• [OBJECTIVE]: Retype the forum post on inverted indices below word for word, from its title through its final line.

• [PASSAGE TO READ]:
# # # # # # #

Inverted indices

classic Classic list List threaded Threaded
6 messages Options
Reply | Threaded
Open this post in threaded view
|

Inverted indices

Nicolas P. Rougier

Hi,

I've a small problem for which I cannot find a solution and I'm quite sure there is an obvious one:

I've an array Z (any dtype) with some data.
I've a (sorted) array I (of integer, same size as Z) that tells me the  index of Z[i]  (if necessary, the index can be stored in Z).

Now, I have an arbitrary sequence S of indices (in the sense of I), how do I build the corresponding data ?

Here is a small example:

Z = [(0,0), (1,1), (2,2), (3,3), (4,4))

# # # # # # #

• [DATASET EXTRACT]:
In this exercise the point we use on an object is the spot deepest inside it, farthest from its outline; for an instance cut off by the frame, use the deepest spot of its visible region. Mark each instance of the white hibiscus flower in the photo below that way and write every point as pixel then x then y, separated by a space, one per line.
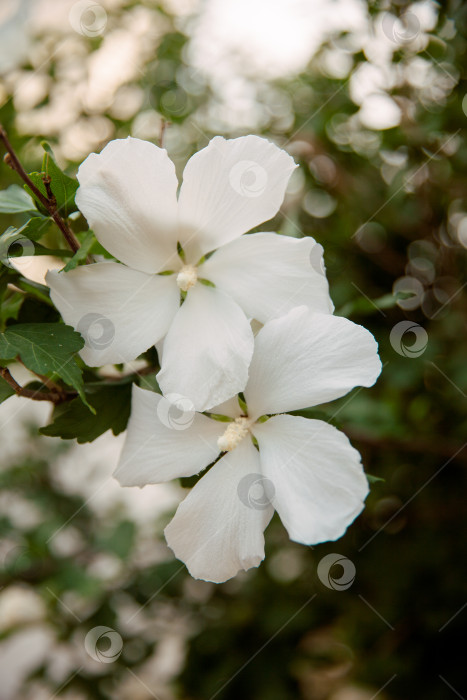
pixel 128 194
pixel 306 468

# # # # # # #

• [REPLY TO THE EXERCISE]:
Inverted indices

classic Classic list List threaded Threaded
6 messages Options
Reply | Threaded
Open this post in threaded view
|

Inverted indices

Nicolas P. Rougier

Hi,

I've a small problem for which I cannot find a solution and I'm quite sure there is an obvious one:

I've an array Z (any dtype) with some data.
I've a (sorted) array I (of integer, same size as Z) that tells me the  index of Z[i]  (if necessary, the index can be stored in Z).

Now, I have an arbitrary sequence S of indices (in the sense of I), how do I build the corresponding data ?

Here is a small example:

Z = [(0,0), (1,1), (2,2), (3,3), (4,4))